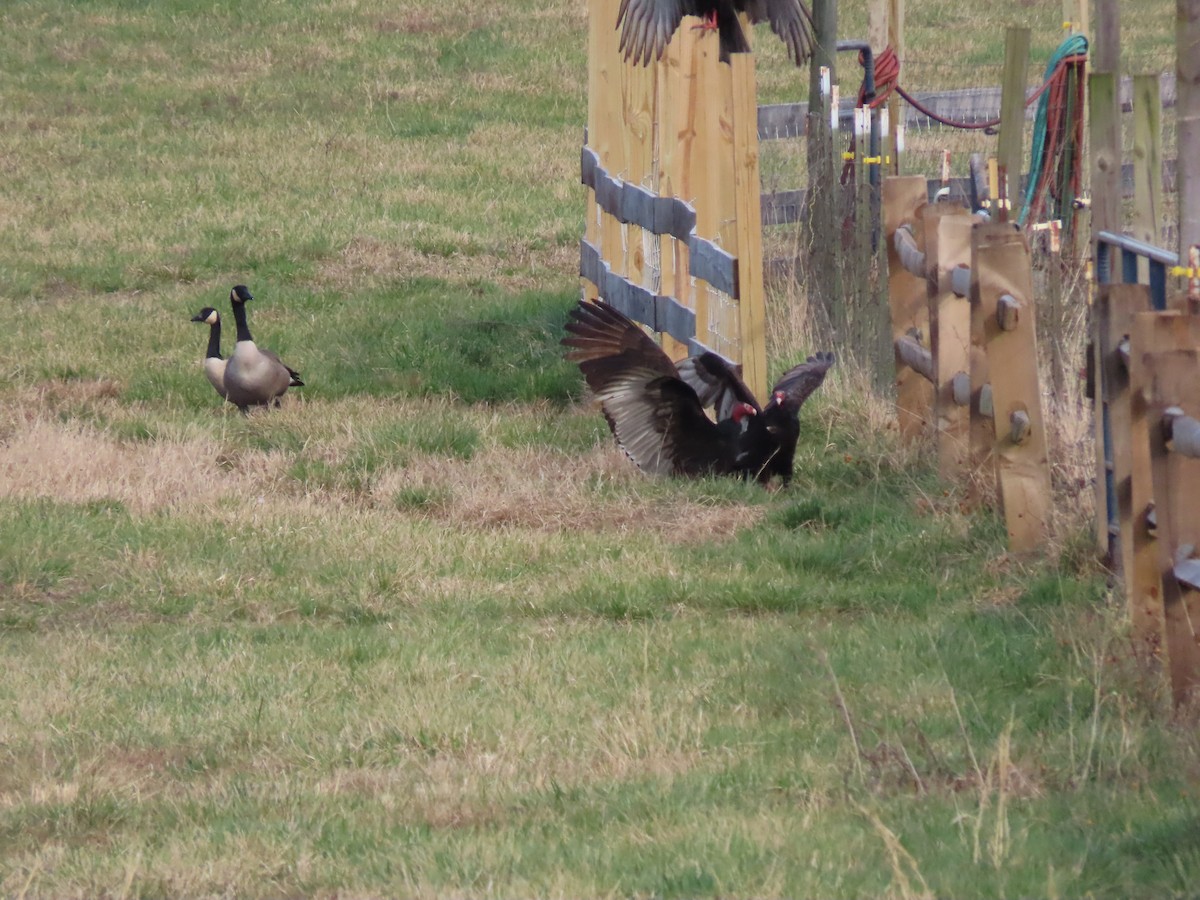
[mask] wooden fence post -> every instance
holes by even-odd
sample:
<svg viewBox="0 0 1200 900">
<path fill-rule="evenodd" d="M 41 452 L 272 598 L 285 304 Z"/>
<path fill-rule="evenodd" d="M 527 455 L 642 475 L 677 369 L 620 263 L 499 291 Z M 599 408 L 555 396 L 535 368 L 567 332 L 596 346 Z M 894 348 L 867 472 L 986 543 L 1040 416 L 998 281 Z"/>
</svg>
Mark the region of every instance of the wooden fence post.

- - -

## TASK OBJECTIVE
Would you repeat each line of the listing exactly, skipping any picture?

## OUTPUT
[mask] wooden fence post -> every instance
holes by even-odd
sample:
<svg viewBox="0 0 1200 900">
<path fill-rule="evenodd" d="M 41 452 L 272 598 L 285 304 Z"/>
<path fill-rule="evenodd" d="M 527 455 L 642 475 L 677 369 L 620 263 L 499 291 Z M 599 408 L 555 396 L 535 368 L 567 332 L 596 346 Z M 894 348 L 867 472 L 986 543 L 1040 416 L 998 281 Z"/>
</svg>
Mark the region of every instance of the wooden fence post.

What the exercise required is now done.